Reproduce each line of the following material exactly, omitting the images.

* _DATA TO EXAMINE_:
——
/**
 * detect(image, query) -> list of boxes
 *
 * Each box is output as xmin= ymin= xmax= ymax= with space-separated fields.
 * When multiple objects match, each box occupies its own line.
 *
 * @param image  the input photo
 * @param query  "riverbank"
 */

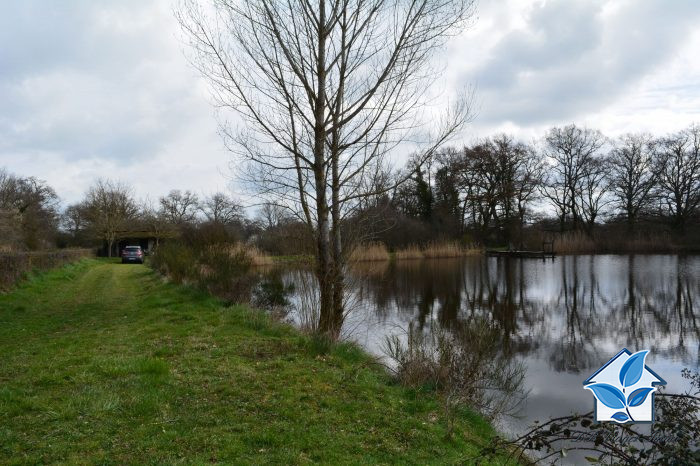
xmin=0 ymin=258 xmax=514 ymax=464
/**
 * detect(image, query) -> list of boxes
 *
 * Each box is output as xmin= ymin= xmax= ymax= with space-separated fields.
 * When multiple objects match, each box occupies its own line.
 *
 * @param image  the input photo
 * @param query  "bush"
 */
xmin=384 ymin=319 xmax=526 ymax=435
xmin=149 ymin=240 xmax=254 ymax=304
xmin=149 ymin=242 xmax=198 ymax=284
xmin=0 ymin=249 xmax=93 ymax=291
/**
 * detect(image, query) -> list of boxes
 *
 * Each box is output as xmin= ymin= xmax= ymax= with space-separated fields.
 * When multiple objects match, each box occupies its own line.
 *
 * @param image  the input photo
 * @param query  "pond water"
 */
xmin=258 ymin=255 xmax=699 ymax=445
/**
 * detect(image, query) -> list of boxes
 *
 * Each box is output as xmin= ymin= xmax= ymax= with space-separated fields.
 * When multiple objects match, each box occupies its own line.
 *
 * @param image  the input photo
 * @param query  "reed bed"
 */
xmin=552 ymin=232 xmax=597 ymax=254
xmin=228 ymin=243 xmax=274 ymax=266
xmin=394 ymin=245 xmax=424 ymax=260
xmin=552 ymin=231 xmax=680 ymax=254
xmin=350 ymin=242 xmax=482 ymax=262
xmin=422 ymin=241 xmax=480 ymax=259
xmin=348 ymin=242 xmax=390 ymax=262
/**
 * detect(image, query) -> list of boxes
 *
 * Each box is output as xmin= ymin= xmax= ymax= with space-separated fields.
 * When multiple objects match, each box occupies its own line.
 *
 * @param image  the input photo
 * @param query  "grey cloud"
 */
xmin=466 ymin=0 xmax=700 ymax=126
xmin=0 ymin=1 xmax=199 ymax=163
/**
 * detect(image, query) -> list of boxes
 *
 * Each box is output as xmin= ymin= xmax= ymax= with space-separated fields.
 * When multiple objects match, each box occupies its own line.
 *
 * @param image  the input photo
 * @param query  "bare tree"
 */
xmin=178 ymin=0 xmax=475 ymax=337
xmin=83 ymin=179 xmax=139 ymax=257
xmin=578 ymin=156 xmax=610 ymax=235
xmin=201 ymin=192 xmax=242 ymax=224
xmin=257 ymin=202 xmax=290 ymax=230
xmin=62 ymin=203 xmax=88 ymax=236
xmin=159 ymin=189 xmax=200 ymax=225
xmin=140 ymin=197 xmax=172 ymax=250
xmin=540 ymin=125 xmax=606 ymax=232
xmin=607 ymin=133 xmax=657 ymax=232
xmin=512 ymin=144 xmax=543 ymax=245
xmin=0 ymin=168 xmax=59 ymax=250
xmin=654 ymin=125 xmax=700 ymax=232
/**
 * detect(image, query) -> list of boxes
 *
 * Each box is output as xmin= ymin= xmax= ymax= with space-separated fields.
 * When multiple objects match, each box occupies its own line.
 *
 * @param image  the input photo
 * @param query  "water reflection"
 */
xmin=269 ymin=255 xmax=700 ymax=433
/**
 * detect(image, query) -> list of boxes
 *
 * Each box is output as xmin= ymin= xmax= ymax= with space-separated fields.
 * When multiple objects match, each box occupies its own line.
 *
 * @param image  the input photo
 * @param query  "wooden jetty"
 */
xmin=486 ymin=241 xmax=556 ymax=259
xmin=485 ymin=249 xmax=556 ymax=259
——
* _SOLUTION TO THIS EXERCISE_:
/**
 * detect(image, query) -> list of boxes
 *
 * Each box is output as xmin= ymin= xmax= ymax= with space-separated fields.
 * When multiple objects match, each box occupies its own line.
 *
 * @param image  the input photo
 * @param query  "riverbank"
 */

xmin=0 ymin=258 xmax=514 ymax=464
/**
 * detect(image, query) -> list of boxes
 *
 * Each box is output as xmin= ymin= xmax= ymax= with space-separated fields.
 * When multiple objects match, each box occupies its own line.
 *
 * @param image  the input photo
 * @param query  "bush"
 */
xmin=384 ymin=319 xmax=526 ymax=435
xmin=149 ymin=240 xmax=254 ymax=304
xmin=149 ymin=242 xmax=198 ymax=284
xmin=0 ymin=249 xmax=93 ymax=291
/**
 * detect(image, query) -> list of boxes
 *
 * Each box is output as xmin= ymin= xmax= ymax= with space-separated fields.
 * When multiple objects match, each box occupies its own line.
 *
 * @param image  the input photo
 * @param query  "pond water"
 */
xmin=258 ymin=255 xmax=699 ymax=445
/**
 * detect(image, query) -> list of boxes
 *
 * Each box is output as xmin= ymin= xmax= ymax= with space-separated fields.
 * When multiple objects match, each box occupies its own line.
 *
 * @param image  the input photo
 * @param query  "reed bed"
 */
xmin=552 ymin=232 xmax=597 ymax=254
xmin=228 ymin=243 xmax=274 ymax=266
xmin=394 ymin=245 xmax=424 ymax=260
xmin=552 ymin=231 xmax=680 ymax=254
xmin=350 ymin=242 xmax=482 ymax=262
xmin=422 ymin=241 xmax=480 ymax=259
xmin=348 ymin=242 xmax=390 ymax=262
/**
 * detect(image, query) -> list of boxes
 *
 * Each box is output as xmin= ymin= xmax= ymax= with space-separated fields.
 * When multiple objects match, each box occupies its own line.
 *
 * @param image  the input photo
 * @param query  "grey cloud"
 */
xmin=466 ymin=0 xmax=700 ymax=126
xmin=0 ymin=1 xmax=199 ymax=163
/**
 * detect(image, query) -> list of boxes
 *
 * Each box is output as xmin= ymin= xmax= ymax= with space-separated fields.
 * When multiple objects match, each box occupies its own line.
 *
 * @param image  the input photo
 * @param query  "bare tree"
 */
xmin=178 ymin=0 xmax=475 ymax=337
xmin=83 ymin=179 xmax=139 ymax=257
xmin=578 ymin=156 xmax=610 ymax=235
xmin=201 ymin=192 xmax=242 ymax=224
xmin=257 ymin=202 xmax=290 ymax=230
xmin=62 ymin=203 xmax=88 ymax=236
xmin=159 ymin=189 xmax=200 ymax=225
xmin=140 ymin=197 xmax=172 ymax=250
xmin=540 ymin=125 xmax=606 ymax=232
xmin=607 ymin=133 xmax=657 ymax=232
xmin=512 ymin=144 xmax=543 ymax=245
xmin=0 ymin=168 xmax=59 ymax=250
xmin=654 ymin=125 xmax=700 ymax=232
/**
 * detect(image, query) -> list of boxes
 *
 * Each box is output as xmin= ymin= xmax= ymax= with space-separated fields.
 * When multiple objects match, each box occupies its own line.
 *
 * @param image  the input photo
 * @param query  "water reflection"
 */
xmin=269 ymin=255 xmax=700 ymax=433
/**
 * detect(image, query) -> list of boxes
 *
 * Each box is output as xmin= ymin= xmax= ymax= with space-separated fields.
 * When multiple objects match, each box occupies its own line.
 *
 * @param image  the input photo
 * @param query  "wooden jetty"
 */
xmin=486 ymin=241 xmax=556 ymax=259
xmin=485 ymin=249 xmax=556 ymax=259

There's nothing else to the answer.